> [Data in this exercise]:
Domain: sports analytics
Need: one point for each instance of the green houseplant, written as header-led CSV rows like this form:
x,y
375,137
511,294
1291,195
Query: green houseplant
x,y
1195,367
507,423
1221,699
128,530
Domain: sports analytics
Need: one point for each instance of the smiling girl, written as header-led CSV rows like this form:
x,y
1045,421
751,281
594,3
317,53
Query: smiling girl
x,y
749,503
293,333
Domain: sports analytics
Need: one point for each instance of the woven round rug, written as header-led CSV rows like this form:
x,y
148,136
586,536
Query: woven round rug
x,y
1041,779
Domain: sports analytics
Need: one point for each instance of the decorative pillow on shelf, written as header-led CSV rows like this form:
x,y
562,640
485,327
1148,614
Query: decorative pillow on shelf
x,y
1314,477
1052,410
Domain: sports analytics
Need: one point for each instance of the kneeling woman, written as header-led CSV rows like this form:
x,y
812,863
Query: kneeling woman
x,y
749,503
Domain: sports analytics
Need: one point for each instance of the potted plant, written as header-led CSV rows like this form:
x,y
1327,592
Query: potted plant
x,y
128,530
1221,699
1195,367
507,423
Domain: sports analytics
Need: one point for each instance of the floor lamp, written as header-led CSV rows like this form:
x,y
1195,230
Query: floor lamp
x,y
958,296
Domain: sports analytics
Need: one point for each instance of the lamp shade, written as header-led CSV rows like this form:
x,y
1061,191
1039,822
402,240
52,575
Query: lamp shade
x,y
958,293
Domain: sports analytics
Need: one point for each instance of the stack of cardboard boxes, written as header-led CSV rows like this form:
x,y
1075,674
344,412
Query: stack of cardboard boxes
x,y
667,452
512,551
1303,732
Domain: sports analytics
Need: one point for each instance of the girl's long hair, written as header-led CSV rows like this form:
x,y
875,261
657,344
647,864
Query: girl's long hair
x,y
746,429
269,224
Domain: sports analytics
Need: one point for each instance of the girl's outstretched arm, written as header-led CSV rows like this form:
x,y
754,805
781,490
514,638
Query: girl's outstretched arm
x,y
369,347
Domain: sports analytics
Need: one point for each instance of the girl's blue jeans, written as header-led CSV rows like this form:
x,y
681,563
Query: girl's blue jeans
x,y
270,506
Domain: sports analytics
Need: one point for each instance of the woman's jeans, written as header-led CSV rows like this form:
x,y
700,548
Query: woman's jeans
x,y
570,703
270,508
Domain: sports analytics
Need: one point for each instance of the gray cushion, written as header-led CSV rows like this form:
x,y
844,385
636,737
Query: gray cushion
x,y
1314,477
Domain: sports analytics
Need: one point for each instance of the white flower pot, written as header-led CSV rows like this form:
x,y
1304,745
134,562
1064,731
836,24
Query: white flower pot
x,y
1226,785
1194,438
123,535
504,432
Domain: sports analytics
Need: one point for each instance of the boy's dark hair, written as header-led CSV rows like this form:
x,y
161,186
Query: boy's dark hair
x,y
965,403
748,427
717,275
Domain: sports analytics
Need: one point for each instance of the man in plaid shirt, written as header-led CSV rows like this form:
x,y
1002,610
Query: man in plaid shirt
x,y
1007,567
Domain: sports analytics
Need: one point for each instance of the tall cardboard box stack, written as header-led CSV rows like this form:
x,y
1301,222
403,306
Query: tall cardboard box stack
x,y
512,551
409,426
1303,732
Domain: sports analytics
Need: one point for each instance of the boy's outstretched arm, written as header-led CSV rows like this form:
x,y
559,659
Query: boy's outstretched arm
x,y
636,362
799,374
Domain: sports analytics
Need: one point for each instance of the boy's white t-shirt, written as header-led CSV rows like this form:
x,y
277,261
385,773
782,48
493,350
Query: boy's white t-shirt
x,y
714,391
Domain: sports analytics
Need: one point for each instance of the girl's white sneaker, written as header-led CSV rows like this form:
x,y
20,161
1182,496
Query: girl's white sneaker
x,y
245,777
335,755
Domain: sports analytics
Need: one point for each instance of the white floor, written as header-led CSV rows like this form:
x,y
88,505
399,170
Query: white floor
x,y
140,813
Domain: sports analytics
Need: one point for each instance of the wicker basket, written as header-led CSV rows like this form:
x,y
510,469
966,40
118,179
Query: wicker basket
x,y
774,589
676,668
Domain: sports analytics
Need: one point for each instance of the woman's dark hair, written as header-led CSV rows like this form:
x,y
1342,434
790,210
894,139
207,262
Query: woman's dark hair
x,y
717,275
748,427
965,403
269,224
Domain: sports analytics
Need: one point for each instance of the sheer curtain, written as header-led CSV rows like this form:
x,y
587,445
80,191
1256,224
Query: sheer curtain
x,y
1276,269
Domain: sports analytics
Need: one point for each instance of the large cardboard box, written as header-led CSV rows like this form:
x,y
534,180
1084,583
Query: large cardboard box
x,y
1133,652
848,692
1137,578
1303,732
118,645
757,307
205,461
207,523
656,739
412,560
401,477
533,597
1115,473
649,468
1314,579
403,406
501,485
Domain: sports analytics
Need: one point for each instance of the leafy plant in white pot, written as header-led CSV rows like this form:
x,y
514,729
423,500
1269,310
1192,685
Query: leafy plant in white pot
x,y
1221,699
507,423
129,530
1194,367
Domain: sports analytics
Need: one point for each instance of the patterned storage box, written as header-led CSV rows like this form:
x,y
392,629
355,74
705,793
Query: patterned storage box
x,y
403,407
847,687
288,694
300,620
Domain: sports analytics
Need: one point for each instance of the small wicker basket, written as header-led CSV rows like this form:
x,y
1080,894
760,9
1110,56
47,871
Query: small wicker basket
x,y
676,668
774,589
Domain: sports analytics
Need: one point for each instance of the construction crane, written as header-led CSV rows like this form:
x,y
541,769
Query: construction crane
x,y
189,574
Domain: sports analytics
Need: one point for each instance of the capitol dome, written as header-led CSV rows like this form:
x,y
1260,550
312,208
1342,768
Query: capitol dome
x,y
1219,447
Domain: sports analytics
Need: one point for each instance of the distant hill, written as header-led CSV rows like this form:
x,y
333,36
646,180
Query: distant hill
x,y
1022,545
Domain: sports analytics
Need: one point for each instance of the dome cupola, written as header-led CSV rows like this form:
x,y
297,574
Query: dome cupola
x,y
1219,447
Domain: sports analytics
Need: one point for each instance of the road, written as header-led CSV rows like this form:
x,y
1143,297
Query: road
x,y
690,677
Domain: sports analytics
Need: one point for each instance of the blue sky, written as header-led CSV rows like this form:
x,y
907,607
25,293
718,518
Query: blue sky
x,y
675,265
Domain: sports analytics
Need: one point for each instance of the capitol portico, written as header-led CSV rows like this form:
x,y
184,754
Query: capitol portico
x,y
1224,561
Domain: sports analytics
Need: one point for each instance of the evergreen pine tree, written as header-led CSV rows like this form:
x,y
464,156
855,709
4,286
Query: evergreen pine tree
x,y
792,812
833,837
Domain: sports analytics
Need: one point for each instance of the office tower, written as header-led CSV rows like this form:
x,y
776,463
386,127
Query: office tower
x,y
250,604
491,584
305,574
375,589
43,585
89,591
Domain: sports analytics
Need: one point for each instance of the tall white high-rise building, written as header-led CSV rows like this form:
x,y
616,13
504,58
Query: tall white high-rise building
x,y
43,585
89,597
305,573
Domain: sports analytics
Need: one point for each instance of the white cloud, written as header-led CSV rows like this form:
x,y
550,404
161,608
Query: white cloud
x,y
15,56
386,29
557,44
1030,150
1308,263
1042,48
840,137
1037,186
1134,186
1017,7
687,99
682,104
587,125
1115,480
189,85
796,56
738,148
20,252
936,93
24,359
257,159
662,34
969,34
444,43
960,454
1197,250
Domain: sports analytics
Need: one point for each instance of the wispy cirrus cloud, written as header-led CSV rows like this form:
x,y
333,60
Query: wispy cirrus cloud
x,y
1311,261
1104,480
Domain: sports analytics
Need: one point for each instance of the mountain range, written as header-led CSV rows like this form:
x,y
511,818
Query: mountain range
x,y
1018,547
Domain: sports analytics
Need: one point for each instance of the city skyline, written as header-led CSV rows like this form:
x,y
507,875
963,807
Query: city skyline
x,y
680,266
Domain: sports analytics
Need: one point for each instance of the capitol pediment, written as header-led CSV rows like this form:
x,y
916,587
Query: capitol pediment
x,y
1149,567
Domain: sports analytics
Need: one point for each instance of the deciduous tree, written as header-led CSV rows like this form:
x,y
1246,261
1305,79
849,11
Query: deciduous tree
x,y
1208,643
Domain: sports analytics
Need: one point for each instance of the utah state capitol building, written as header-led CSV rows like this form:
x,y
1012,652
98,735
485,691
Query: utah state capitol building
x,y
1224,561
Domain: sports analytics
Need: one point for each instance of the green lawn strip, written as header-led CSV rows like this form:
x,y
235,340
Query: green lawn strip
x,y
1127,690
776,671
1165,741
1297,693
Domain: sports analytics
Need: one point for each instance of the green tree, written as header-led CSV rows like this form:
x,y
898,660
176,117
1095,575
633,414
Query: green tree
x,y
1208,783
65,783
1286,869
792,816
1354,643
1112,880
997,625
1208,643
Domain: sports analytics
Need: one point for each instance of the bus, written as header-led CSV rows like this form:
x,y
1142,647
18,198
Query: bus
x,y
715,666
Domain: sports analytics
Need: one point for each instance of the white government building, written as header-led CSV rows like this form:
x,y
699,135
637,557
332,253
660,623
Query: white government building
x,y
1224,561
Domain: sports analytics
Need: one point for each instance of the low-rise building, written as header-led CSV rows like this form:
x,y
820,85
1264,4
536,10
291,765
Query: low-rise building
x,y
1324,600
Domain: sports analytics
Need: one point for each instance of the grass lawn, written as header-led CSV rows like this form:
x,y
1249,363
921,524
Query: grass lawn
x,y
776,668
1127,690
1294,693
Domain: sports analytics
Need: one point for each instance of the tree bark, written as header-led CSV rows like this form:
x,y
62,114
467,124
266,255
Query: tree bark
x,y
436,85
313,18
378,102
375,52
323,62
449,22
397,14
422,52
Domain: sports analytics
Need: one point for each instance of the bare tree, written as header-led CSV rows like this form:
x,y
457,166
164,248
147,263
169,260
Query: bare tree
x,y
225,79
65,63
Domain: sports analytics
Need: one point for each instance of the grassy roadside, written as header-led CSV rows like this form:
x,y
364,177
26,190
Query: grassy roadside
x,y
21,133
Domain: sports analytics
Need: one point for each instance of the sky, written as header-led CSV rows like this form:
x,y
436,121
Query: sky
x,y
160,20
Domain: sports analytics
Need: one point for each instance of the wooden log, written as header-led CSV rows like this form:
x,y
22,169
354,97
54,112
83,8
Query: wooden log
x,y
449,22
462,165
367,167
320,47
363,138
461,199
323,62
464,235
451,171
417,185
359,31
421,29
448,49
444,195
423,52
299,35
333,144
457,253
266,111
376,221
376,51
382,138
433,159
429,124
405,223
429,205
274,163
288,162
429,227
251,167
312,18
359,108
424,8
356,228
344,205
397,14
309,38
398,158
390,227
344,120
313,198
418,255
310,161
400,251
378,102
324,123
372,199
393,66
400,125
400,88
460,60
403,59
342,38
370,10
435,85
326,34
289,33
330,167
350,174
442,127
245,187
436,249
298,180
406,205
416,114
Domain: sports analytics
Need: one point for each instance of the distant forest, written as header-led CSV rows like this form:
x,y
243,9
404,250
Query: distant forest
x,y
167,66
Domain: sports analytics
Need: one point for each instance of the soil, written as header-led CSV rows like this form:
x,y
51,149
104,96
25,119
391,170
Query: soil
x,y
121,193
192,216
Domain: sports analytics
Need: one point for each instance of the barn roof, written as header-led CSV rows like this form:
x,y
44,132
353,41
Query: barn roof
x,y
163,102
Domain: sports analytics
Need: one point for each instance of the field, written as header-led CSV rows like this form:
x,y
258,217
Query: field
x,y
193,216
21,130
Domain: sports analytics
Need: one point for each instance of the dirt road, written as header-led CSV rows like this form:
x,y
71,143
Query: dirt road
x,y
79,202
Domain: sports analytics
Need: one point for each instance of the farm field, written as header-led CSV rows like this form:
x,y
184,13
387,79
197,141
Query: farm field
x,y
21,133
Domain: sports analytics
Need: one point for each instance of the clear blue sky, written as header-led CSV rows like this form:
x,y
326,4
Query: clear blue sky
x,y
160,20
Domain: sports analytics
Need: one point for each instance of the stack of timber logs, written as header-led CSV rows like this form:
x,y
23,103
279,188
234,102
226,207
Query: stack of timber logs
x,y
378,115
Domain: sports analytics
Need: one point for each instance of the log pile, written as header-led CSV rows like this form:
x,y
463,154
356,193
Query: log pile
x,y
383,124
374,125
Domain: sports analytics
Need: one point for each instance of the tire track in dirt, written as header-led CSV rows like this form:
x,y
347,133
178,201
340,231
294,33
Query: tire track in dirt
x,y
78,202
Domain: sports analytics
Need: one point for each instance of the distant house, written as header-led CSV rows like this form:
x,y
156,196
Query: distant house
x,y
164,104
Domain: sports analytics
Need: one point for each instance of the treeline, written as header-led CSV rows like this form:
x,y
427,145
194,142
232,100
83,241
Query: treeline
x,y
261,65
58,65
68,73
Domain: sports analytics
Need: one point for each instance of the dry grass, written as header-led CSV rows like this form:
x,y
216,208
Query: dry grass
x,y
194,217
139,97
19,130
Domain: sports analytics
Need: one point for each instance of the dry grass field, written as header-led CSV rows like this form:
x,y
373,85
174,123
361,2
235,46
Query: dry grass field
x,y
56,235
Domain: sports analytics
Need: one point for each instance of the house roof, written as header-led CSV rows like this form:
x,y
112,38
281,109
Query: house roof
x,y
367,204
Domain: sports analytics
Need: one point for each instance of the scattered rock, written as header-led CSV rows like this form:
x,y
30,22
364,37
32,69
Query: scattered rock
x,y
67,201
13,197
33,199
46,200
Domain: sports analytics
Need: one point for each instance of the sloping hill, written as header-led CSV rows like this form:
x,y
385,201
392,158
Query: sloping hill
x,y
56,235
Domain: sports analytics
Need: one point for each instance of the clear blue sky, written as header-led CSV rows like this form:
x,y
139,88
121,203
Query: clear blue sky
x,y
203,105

> [What is asked]:
Return every line of the data above that contains the word "wicker", copied in full and in its original order.

> [Full response]:
Need: one point for each instance of the wicker basket, written as header-led CSV rows like this form:
Query: wicker basket
Need: one point for each instance of the small wicker basket, written as header-led CSV rows like this form:
Query: small wicker basket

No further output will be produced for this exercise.